═════ Supplied records

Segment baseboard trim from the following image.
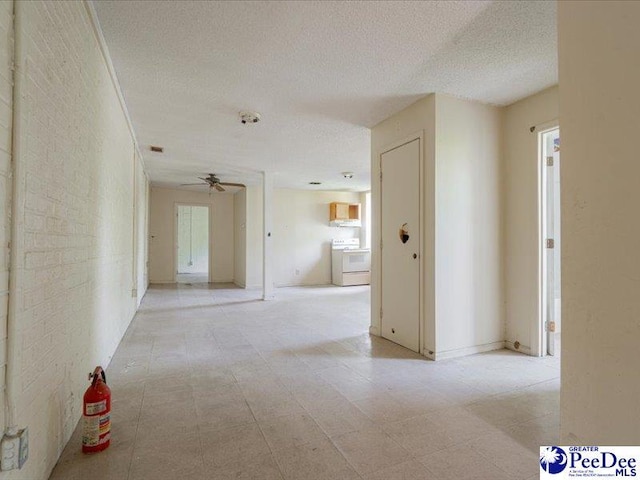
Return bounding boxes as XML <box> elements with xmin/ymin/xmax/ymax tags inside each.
<box><xmin>505</xmin><ymin>341</ymin><xmax>533</xmax><ymax>356</ymax></box>
<box><xmin>435</xmin><ymin>341</ymin><xmax>505</xmax><ymax>361</ymax></box>
<box><xmin>422</xmin><ymin>349</ymin><xmax>436</xmax><ymax>361</ymax></box>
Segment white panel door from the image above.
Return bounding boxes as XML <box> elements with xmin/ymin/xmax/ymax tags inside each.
<box><xmin>381</xmin><ymin>139</ymin><xmax>420</xmax><ymax>352</ymax></box>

══════════

*Work to complete:* Output the material above verbatim but exclude each picture.

*Task result:*
Segment baseboard trim from the following image.
Return bounding boxes as XML <box> elements with xmin/ymin/xmax/ymax tags inside each.
<box><xmin>505</xmin><ymin>341</ymin><xmax>533</xmax><ymax>356</ymax></box>
<box><xmin>435</xmin><ymin>341</ymin><xmax>505</xmax><ymax>361</ymax></box>
<box><xmin>422</xmin><ymin>349</ymin><xmax>436</xmax><ymax>361</ymax></box>
Segment white panel door from the image above.
Return bounding boxes as XML <box> elements with xmin/ymin/xmax/ymax tags inside each.
<box><xmin>381</xmin><ymin>139</ymin><xmax>420</xmax><ymax>352</ymax></box>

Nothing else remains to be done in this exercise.